(Alıştırma görevi A)
Kayıtlarda "job: white tent roof" geçen satırdan "Trace the outline of every instance of the white tent" geçen satıra kadar olan satırları, bu iki satır da dahil, hiç değiştirmeden yazdırın.

(Okuma metni)
-*-

Akbank Caz Festivali

Notaya Dökülen Aşk: Paul Desmond ve Audrey Hepburn

Paul Desmond‘ı bizler, en bilinen manada Take Five standardını besteleyen alto saksofon icracısı olarak tanıdık. Beste her ne kadar Dave Brubeck ile özdeş tutulsa da, Take Five Dave’in manevi dayısı niteliğinde bir adam olan, Desmond’ın ustalık eserlerinden biridir.

Paul Desmond, hızına yetişilemeyecek ölçüde fazla sayıda kitap okurdu. Yazı yazmayı çok seviyordu. Üniversite yıllarında, kolej dergisine editörlük yaptı. Kadınlarla arası oldukça iyiydi. Elde edemeyeceği kadın yoktu. Tek handikapı, ilişkileri uzun sürmüyordu. Şu sözleri sarf ettiği biliniyor:

Bazen New York’un her yerinde seks partileri olduğu hissine kapılıyorum ve biri ‘Hadi Paul’u arayalım’ diyor ve başka biri ‘Neden uğraşalım? Muhtemelen evde Encyclopedia Britannica okuyordur’ diyerek, diğerine engel oluyor.

Nasıl da kendinden emin bir eda.

Kadınlarla arası bu kadar iyi olan, ama ironik bir şekilde, günümüz stalkerlarına taş çıkaracak nitelikte platonik aşkını gizli gizli izleyen bir Paul Desmond anlatacağım bugün sizlere.

Paul Desmond, Audrey Hepburn’e tutku ile bağlı bir hayranlık duyuyordu. Platonik aşkını kutsamak için ona bir beste yaptı. Audrey’i gizliden gizliye uzun süre izledi.

Doug Ramsey‘in kapsamlı ve sürükleyici Desmond biyografisini anlattığı kitabı, Take Five: the Public and Private Lives of Paul Desmond‘da, Paul’ün Audrey Hepburn’e olan karşılıksız tutkusu, harika anekdotlar ile anlatılıyor. Ben de bu araştırma esnasında kitap içerisinde bahsi geçen hikayelerden faydalandım.

-*-

(Alıştırma görevi B)
Okuma metninde "Bazen New York’un" ile "uzun süre izledi." arasındaki kısmı, iki uç da dahil, "New York’un" ifadesini "Paris’in" ile değiştirerek yeniden yazın.

[Kontur işaretleme kayıtları]

-*-

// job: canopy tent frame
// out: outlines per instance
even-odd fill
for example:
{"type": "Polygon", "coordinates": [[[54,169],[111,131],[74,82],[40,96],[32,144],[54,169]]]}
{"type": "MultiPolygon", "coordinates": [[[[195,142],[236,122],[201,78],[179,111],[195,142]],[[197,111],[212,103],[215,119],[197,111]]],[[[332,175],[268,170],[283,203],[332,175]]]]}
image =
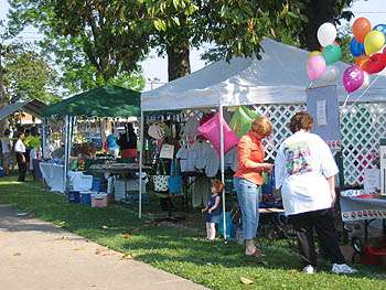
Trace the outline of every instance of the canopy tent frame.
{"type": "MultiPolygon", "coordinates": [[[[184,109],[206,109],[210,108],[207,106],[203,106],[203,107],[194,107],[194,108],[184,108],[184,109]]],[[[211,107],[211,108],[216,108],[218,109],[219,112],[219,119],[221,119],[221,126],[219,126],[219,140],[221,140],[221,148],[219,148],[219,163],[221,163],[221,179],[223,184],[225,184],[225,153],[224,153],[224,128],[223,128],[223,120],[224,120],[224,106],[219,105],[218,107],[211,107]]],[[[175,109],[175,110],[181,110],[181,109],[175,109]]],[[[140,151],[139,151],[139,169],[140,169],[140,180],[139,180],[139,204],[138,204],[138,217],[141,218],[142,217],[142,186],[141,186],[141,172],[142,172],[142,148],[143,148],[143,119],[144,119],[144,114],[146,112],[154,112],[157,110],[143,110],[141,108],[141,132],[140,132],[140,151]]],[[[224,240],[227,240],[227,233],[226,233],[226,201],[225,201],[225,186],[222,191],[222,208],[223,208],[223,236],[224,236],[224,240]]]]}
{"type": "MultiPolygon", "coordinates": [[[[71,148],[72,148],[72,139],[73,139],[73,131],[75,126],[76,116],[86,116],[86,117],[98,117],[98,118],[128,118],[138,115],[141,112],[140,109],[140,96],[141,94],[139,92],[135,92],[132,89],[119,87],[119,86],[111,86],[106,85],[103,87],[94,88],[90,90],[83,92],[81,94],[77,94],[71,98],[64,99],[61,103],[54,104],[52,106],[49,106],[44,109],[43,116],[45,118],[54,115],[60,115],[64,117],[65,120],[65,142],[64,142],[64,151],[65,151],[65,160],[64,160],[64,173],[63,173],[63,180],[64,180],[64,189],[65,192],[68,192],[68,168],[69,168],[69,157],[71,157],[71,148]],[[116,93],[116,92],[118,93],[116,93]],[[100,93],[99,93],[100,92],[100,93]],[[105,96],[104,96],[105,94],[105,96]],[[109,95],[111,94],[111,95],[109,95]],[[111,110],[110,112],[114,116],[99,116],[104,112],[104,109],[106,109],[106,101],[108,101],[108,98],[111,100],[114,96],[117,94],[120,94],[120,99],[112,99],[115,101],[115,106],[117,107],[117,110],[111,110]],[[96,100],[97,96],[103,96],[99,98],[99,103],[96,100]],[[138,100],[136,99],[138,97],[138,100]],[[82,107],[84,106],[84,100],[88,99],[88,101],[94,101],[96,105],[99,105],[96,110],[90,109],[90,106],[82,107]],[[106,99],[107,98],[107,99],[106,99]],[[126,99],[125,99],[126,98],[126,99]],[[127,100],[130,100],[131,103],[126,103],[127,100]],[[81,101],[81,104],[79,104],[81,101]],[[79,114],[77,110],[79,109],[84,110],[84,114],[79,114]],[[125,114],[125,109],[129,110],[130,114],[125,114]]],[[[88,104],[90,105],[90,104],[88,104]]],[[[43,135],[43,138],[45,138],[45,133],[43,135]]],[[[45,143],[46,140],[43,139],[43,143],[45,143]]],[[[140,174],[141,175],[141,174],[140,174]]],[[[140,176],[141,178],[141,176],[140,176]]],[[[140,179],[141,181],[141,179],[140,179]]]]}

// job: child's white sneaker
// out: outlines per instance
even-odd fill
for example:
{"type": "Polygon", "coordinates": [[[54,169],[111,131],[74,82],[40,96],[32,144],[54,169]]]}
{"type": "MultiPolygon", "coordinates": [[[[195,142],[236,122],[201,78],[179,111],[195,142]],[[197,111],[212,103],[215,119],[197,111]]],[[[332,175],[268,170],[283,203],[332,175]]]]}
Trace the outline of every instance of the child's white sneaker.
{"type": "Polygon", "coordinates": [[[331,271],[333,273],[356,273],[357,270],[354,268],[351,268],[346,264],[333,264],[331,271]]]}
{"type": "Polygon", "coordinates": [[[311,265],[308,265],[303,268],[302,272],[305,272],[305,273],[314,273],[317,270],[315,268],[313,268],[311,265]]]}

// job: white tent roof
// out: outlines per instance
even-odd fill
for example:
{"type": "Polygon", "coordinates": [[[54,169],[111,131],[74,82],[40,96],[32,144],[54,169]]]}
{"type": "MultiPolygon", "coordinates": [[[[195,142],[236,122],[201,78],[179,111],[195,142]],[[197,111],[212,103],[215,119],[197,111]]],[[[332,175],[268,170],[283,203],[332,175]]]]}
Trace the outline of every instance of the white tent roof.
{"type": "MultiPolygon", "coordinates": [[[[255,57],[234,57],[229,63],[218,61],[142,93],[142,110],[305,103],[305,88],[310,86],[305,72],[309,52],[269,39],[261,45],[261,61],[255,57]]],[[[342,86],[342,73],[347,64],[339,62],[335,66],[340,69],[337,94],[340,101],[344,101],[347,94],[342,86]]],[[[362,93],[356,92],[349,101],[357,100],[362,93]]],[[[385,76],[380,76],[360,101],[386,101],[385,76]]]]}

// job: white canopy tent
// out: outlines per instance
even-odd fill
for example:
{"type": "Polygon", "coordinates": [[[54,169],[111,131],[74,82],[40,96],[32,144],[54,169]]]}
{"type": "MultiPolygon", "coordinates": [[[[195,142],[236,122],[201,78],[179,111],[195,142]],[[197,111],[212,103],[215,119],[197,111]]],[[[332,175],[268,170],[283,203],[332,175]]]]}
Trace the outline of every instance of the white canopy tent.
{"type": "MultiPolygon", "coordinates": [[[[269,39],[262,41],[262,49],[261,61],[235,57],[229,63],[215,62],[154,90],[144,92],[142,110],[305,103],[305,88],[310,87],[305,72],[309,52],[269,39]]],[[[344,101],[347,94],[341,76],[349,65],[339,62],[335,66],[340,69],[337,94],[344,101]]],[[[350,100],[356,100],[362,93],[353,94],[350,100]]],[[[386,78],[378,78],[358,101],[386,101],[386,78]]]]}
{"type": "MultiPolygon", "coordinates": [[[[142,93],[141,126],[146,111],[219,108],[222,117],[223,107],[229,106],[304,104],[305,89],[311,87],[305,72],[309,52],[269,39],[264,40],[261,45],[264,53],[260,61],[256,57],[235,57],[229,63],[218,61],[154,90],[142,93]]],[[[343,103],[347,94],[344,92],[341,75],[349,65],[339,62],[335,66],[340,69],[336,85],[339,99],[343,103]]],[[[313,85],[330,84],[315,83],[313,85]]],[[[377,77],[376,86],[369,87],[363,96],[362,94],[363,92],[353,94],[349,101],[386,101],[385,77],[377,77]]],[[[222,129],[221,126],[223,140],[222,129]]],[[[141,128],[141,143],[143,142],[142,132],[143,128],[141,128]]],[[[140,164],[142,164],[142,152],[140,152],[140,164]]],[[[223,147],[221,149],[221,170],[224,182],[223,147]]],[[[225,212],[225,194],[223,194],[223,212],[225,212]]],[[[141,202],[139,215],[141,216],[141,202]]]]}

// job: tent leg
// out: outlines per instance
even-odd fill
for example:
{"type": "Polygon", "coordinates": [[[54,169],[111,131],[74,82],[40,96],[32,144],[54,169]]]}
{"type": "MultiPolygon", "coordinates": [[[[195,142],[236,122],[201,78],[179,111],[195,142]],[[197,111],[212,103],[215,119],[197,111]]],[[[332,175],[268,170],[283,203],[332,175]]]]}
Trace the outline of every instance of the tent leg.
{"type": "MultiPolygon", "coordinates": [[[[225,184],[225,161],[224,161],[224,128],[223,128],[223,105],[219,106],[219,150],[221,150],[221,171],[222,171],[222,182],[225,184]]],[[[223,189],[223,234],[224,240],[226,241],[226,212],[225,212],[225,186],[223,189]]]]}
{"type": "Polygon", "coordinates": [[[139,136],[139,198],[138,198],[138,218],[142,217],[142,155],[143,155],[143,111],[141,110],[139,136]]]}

-*-

(Örnek çözüm A)
// job: white tent roof
// out: outlines per instance
even-odd fill
for example:
{"type": "Polygon", "coordinates": [[[54,169],[111,131],[74,82],[40,96],[32,144],[54,169]]]}
{"type": "MultiPolygon", "coordinates": [[[[195,142],[236,122],[201,78],[179,111],[195,142]],[[197,111],[212,103],[215,119],[197,111]]],[[[332,175],[268,170],[283,203],[332,175]]]]}
Trace the outline of every instance of the white tent roof.

(Örnek çözüm B)
Bazen Paris’in her yerinde seks partileri olduğu hissine kapılıyorum ve biri ‘Hadi Paul’u arayalım’ diyor ve başka biri ‘Neden uğraşalım? Muhtemelen evde Encyclopedia Britannica okuyordur’ diyerek, diğerine engel oluyor.

Nasıl da kendinden emin bir eda.

Kadınlarla arası bu kadar iyi olan, ama ironik bir şekilde, günümüz stalkerlarına taş çıkaracak nitelikte platonik aşkını gizli gizli izleyen bir Paul Desmond anlatacağım bugün sizlere.

Paul Desmond, Audrey Hepburn’e tutku ile bağlı bir hayranlık duyuyordu. Platonik aşkını kutsamak için ona bir beste yaptı. Audrey’i gizliden gizliye uzun süre izledi.